Years ago, Karina was consoling her dear friend who had lost her father. Her friend is the youngest of 10 siblings, and if all goes according to plan, over the course of her life, she will experience the loss of her entire family. She was struggling with that thought, having suffered the pain of losing her father; the daunting understanding of how many losses were in her future weighed on her. Karina shared this story with her.
There was a monk who had a morning ritual to sit down with his very favorite cup, pour tea, and meditate each morning. He was very intentional about this process, appreciating each aspect of this rather simple routine. He loved his cup, his tea, his routine. Each time he poured his tea, he said aloud, “The cup is already broken.” Witnesses of this routine found it odd. The cup wasn’t broken, he drank from it daily. He loved that cup; he made it clear that it was his favorite. But he did this for years, each day saying the same thing, “The cup is already broken.” Then, one day, as he finished his tea, the cup slipped from his hand and shattered on the floor. He looked down and smiled, saying aloud, “See, I told you so. It’s already broken.”
“The cup is already broken” has become a mantra in my life now, encapsulating the truth of impermanence and the value of presence. It is an inevitable reality that everyone and everything we love will someday die, including ourselves. We have no way of knowing when or how, but it is the only thing we can truly know. Everything else is an uncertainty, but death is not.

### Data supplied:
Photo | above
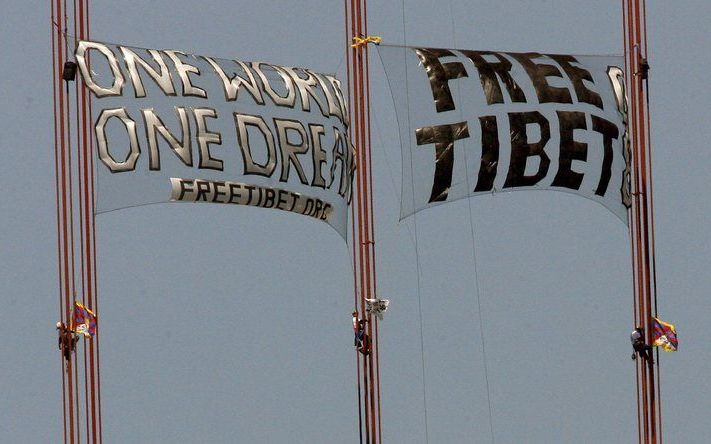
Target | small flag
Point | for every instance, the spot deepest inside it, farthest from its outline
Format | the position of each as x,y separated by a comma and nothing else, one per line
84,320
377,307
664,335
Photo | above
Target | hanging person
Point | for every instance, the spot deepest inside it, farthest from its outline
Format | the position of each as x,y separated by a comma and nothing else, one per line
66,340
639,346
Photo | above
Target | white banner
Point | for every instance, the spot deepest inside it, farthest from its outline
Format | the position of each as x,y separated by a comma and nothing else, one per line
171,126
477,122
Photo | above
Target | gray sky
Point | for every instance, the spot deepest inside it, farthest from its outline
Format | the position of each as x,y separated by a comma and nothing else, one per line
233,324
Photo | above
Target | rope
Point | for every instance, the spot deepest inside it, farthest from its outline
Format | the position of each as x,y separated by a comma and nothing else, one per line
417,251
362,41
474,258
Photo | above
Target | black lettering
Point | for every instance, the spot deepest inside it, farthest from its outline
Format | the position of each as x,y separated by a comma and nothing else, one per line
184,187
281,199
203,189
577,75
609,132
443,136
538,73
570,149
235,191
488,77
521,149
439,74
308,207
489,153
218,193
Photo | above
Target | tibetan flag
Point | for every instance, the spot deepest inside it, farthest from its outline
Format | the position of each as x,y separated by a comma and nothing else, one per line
84,320
664,335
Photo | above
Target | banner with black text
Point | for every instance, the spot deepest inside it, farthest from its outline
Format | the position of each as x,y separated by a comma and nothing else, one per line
170,126
477,122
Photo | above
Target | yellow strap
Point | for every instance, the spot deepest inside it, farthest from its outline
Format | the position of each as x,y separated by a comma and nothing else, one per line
361,41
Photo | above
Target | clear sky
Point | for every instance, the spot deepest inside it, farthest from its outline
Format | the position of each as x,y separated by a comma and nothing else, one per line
231,324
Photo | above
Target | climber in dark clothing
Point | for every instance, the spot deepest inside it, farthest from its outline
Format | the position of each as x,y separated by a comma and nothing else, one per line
66,340
639,346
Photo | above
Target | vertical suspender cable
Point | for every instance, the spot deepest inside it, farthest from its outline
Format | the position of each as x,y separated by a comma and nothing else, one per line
417,251
55,35
363,233
643,234
474,260
631,221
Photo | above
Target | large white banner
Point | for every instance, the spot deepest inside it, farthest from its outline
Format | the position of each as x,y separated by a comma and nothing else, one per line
477,122
171,126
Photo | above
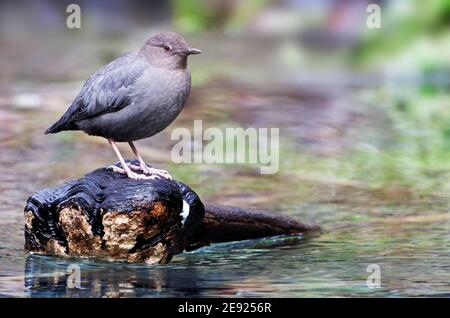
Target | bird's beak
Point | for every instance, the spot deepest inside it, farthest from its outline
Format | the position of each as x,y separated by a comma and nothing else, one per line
191,50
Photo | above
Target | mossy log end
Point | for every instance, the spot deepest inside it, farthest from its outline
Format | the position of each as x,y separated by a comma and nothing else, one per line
106,215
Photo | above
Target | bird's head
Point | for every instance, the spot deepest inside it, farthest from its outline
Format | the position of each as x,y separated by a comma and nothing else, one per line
168,50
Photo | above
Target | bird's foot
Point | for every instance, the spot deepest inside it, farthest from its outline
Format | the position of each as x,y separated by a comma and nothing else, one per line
151,171
133,175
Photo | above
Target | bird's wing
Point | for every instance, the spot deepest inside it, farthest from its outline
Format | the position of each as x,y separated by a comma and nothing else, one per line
107,90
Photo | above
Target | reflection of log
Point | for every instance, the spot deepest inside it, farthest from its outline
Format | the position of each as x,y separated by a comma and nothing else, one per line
107,215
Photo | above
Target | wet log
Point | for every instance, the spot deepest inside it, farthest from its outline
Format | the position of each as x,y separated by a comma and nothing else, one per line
109,216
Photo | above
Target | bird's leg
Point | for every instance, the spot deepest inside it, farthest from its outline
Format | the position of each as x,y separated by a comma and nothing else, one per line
125,169
146,168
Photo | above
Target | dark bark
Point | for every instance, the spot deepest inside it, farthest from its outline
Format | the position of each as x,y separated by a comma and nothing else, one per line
106,215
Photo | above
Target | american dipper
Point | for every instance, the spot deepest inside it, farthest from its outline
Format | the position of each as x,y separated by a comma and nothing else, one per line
135,96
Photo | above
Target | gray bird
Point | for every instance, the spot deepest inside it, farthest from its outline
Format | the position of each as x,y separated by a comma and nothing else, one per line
135,96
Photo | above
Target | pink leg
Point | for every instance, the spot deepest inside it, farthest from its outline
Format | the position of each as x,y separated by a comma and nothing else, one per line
145,168
125,169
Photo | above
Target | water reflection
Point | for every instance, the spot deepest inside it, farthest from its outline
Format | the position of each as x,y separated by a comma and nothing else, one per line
46,278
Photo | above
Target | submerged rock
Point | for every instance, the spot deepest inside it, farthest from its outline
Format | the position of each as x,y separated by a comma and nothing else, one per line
109,216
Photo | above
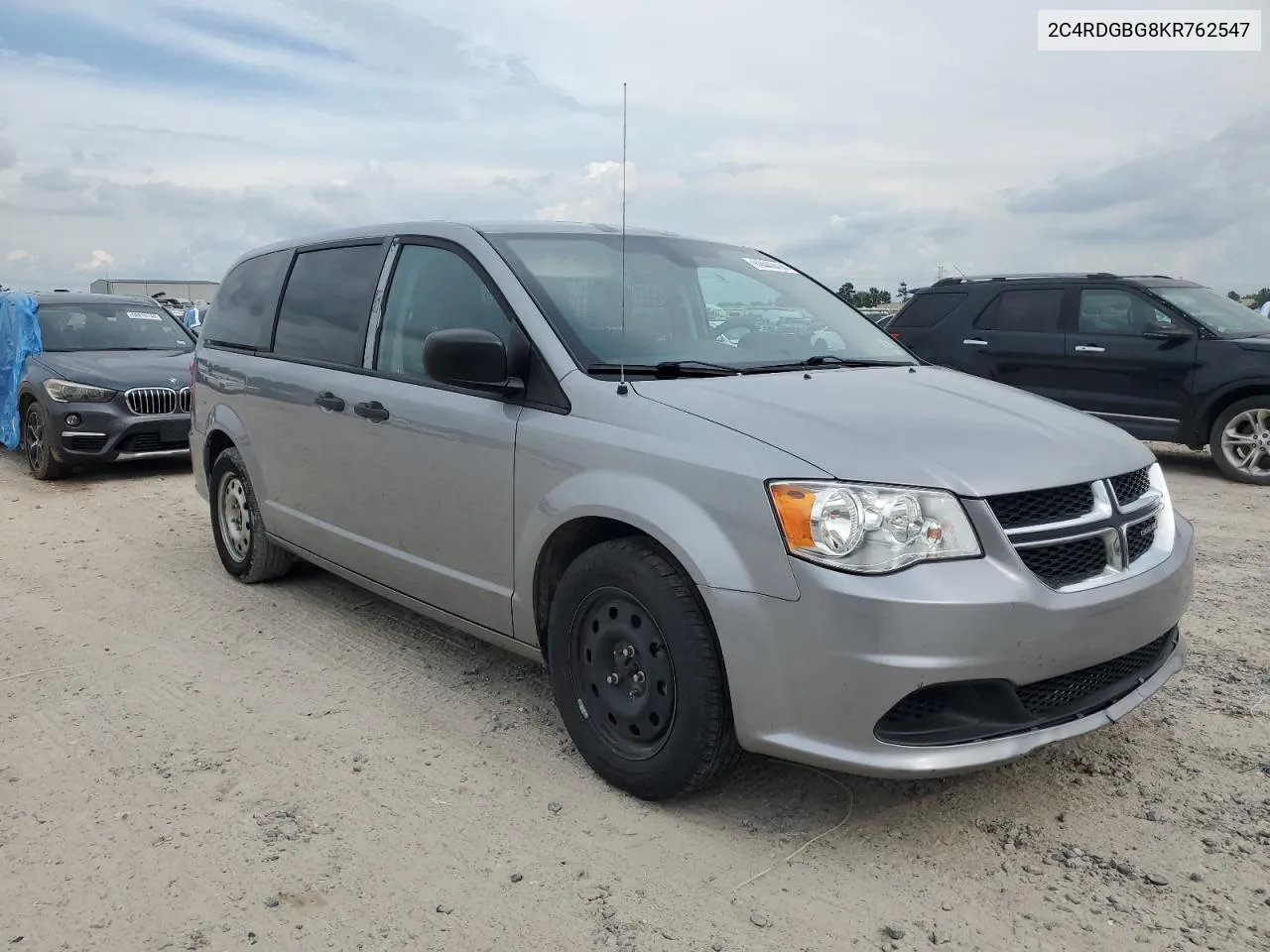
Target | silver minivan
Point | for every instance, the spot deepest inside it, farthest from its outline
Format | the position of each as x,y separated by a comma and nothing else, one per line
828,552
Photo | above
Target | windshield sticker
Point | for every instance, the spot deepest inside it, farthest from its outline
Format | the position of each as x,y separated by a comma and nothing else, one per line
766,266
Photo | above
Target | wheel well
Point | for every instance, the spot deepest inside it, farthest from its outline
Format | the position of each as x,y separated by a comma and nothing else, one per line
216,444
562,548
1210,414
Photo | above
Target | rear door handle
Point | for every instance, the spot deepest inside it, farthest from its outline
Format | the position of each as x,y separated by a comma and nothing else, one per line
371,411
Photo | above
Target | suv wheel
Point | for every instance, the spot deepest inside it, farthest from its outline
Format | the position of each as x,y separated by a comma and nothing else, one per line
36,436
1239,440
245,551
636,671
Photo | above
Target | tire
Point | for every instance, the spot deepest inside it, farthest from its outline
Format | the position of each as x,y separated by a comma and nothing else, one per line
665,728
1247,420
36,435
245,551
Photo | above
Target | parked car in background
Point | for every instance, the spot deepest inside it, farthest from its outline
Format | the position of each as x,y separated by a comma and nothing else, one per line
843,558
112,384
1162,358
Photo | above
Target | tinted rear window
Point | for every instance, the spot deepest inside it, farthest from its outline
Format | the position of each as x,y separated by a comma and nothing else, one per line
326,304
926,309
243,311
1038,311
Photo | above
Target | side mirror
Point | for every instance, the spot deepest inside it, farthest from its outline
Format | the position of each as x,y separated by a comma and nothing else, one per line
1167,334
467,357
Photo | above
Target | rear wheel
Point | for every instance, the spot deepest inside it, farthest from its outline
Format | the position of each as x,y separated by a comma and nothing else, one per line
238,529
1239,440
636,671
36,439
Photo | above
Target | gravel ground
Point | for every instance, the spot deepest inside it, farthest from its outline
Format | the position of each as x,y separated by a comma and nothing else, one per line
189,763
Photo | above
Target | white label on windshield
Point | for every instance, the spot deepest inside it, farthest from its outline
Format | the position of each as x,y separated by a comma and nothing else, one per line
765,266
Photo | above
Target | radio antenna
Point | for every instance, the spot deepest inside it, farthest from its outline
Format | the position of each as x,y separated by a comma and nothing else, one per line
621,365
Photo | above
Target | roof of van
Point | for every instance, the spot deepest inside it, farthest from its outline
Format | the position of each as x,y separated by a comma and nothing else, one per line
485,227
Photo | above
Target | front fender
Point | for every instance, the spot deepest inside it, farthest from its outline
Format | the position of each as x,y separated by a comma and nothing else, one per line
737,548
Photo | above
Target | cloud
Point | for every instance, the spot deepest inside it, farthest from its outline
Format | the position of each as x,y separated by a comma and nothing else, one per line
96,262
867,143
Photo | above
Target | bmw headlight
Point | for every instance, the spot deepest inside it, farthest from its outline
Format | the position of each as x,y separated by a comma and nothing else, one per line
64,391
871,530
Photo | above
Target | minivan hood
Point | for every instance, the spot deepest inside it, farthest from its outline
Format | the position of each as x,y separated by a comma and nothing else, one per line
119,370
913,426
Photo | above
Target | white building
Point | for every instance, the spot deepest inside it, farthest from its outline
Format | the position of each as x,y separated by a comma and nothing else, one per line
183,290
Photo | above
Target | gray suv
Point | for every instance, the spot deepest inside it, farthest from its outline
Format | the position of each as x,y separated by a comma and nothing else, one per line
820,549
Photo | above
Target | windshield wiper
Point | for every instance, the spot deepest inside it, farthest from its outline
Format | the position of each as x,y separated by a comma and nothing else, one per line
668,370
825,361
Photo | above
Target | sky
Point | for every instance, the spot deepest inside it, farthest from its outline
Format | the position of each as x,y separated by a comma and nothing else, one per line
873,143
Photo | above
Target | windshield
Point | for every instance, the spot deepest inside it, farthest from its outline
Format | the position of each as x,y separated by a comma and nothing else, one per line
688,301
1220,315
109,326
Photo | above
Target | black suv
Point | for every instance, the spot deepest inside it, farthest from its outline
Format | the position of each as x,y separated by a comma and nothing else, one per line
1164,358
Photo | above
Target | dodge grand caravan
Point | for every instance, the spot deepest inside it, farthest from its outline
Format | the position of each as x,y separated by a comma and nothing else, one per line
839,555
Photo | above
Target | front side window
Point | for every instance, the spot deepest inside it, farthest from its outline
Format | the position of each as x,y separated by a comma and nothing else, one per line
1038,311
109,326
1120,312
688,301
326,304
432,289
1220,315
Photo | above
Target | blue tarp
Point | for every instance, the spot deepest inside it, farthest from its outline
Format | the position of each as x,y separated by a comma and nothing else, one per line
19,339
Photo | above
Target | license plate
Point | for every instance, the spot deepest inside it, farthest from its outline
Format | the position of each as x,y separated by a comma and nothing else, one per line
173,430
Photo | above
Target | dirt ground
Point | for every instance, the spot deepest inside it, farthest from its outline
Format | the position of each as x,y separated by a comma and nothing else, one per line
190,763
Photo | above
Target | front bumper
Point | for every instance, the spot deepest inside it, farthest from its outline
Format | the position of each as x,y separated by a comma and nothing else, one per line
107,433
812,679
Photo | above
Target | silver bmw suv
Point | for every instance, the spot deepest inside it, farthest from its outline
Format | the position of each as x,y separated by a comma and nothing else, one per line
801,543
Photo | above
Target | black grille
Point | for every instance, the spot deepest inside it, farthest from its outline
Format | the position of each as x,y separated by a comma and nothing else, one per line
1042,506
151,443
84,444
1067,562
1132,486
1141,537
960,712
1066,690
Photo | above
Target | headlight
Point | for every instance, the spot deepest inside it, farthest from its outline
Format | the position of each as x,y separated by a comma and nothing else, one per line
871,530
64,391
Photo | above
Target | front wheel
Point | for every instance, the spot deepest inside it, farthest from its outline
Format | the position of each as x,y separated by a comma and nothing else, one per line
37,435
636,671
1239,440
238,529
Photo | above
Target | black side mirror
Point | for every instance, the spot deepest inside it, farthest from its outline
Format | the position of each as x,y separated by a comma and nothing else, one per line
1167,334
467,357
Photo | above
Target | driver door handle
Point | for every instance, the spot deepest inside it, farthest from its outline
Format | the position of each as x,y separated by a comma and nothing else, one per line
372,411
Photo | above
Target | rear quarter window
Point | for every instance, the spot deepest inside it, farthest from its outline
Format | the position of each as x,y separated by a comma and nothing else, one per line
241,315
926,311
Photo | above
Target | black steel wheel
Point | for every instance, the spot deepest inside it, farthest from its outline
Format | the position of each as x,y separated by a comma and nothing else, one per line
246,552
636,671
624,662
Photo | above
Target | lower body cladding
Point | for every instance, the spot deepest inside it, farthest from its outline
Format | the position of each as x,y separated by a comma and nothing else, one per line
87,435
943,669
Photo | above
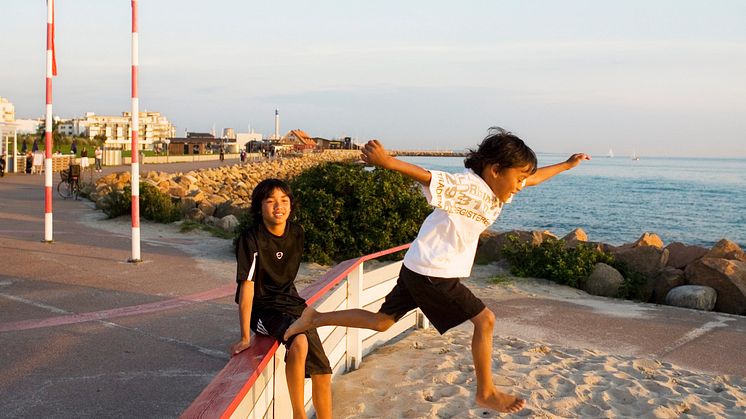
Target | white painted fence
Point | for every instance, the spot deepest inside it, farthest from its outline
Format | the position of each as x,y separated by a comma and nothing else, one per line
253,384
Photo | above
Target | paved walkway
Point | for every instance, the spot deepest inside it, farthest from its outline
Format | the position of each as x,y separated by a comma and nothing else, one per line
83,333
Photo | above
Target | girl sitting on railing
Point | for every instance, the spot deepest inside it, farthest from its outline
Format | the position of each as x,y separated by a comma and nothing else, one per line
269,256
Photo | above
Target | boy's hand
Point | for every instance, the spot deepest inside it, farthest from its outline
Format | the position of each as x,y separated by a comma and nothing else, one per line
576,158
375,154
240,346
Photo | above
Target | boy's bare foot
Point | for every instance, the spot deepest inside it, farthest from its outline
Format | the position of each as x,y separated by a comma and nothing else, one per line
304,322
501,402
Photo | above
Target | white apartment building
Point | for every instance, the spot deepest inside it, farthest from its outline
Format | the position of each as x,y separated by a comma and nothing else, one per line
7,110
153,128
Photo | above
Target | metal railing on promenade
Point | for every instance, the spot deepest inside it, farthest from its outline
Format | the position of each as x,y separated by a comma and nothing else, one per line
252,384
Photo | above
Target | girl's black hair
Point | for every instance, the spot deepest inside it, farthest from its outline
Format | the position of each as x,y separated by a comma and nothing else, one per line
501,147
262,191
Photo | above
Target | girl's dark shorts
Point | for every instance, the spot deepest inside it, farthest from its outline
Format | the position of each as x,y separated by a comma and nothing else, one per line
274,323
445,301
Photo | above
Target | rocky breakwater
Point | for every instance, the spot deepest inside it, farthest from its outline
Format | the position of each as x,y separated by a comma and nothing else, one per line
216,196
675,274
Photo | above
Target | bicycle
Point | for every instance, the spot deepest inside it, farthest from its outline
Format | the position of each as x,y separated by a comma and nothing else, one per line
69,186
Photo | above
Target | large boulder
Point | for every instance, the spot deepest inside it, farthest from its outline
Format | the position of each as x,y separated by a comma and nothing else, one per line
575,237
649,239
668,279
727,277
726,249
698,297
647,260
680,254
604,281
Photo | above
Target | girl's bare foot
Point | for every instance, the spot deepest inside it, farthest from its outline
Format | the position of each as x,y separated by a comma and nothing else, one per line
501,402
304,322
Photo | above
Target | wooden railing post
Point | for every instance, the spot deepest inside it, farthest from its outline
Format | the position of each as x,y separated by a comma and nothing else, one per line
354,298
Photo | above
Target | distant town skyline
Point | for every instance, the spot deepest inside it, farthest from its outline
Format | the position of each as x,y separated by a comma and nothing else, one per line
662,78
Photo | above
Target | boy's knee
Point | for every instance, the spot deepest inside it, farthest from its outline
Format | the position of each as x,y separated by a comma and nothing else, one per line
485,318
299,347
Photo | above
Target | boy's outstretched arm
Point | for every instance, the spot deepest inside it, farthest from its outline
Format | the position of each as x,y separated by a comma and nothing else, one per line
375,154
546,172
245,303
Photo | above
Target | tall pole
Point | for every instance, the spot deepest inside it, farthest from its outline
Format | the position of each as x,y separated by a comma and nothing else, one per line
135,127
51,71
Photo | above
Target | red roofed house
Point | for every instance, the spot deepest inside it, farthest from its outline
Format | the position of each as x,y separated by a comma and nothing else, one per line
301,141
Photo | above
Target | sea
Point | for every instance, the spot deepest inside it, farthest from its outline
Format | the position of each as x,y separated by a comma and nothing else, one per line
697,201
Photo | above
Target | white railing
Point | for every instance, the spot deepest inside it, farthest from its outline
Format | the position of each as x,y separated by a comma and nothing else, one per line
252,384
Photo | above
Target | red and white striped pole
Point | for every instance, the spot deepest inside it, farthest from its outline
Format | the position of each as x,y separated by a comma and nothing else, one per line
51,71
135,128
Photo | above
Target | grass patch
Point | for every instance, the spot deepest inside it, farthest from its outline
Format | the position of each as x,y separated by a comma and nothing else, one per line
501,279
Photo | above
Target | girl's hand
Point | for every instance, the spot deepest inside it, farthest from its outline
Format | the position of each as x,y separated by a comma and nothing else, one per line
576,158
240,346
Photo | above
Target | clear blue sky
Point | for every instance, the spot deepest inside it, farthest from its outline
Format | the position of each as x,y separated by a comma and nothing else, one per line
661,77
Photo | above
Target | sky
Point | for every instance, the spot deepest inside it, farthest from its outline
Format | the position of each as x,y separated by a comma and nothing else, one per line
660,78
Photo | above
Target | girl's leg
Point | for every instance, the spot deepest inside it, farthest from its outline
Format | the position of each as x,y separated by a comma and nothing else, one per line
481,349
355,317
295,368
321,392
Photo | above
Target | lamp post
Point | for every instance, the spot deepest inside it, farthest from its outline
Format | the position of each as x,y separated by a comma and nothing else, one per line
167,142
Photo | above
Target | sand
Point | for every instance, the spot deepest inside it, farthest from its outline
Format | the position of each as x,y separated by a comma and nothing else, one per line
425,375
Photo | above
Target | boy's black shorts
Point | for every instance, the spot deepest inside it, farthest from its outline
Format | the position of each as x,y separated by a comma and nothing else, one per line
274,323
445,301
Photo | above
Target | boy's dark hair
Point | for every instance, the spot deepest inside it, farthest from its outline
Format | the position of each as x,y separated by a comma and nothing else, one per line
501,147
262,192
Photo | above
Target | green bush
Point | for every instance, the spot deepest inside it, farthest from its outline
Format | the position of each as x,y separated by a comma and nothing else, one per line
552,260
348,211
154,204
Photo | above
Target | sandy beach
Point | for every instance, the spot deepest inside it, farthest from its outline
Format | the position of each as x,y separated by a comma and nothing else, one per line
424,374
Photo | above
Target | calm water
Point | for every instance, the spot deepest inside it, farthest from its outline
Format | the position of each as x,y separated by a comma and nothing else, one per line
695,201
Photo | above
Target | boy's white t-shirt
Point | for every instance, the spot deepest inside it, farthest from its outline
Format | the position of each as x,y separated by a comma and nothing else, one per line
447,241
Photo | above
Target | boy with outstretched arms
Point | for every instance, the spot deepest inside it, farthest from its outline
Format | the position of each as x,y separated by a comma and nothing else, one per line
269,255
465,205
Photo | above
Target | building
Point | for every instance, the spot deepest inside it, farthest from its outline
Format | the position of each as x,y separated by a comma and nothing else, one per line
7,110
299,140
153,128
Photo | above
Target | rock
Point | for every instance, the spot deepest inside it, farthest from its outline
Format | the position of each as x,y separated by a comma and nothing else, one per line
489,247
727,277
207,208
228,223
577,235
698,297
680,254
649,239
604,281
647,260
726,249
195,214
176,191
211,221
668,279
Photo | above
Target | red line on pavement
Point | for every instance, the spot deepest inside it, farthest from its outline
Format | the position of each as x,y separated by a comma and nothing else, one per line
119,312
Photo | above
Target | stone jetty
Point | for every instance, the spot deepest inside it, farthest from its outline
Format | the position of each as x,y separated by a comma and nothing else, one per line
217,196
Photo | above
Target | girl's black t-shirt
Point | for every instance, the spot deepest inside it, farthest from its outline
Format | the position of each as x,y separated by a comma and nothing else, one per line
272,262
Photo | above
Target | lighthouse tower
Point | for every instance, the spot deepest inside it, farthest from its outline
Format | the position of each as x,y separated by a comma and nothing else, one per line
277,124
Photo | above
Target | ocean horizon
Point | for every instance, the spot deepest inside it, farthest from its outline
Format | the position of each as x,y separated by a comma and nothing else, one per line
696,201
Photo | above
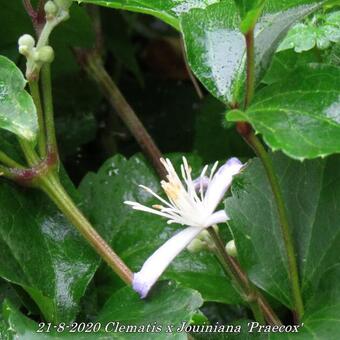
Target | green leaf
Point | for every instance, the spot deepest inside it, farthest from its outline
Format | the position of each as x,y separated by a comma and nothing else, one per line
17,111
216,49
166,10
321,318
286,62
43,253
168,304
136,235
77,32
320,31
301,114
250,10
213,140
18,326
311,191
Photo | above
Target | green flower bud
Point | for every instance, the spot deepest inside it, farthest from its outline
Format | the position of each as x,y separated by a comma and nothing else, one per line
231,248
50,8
27,41
45,54
24,50
196,246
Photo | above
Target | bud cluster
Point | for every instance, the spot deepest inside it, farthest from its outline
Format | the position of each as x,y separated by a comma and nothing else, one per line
40,53
44,54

### What is required:
Do the following statements agree with the text about the monk's cup? For each, answer yes or no and quote the deciding words. 1. The friend Karina consoled is the youngest of ten siblings. 2. The monk said "The cup is already broken" only on the day the cup shattered. 3. The cup broke when the monk knocked it off a table.

### Exercise solution:
1. Yes: "Her friend is the youngest of 10 siblings"
2. No: "But he did this for years, each day saying the same thing"
3. No: "the cup slipped from his hand and shattered on the floor"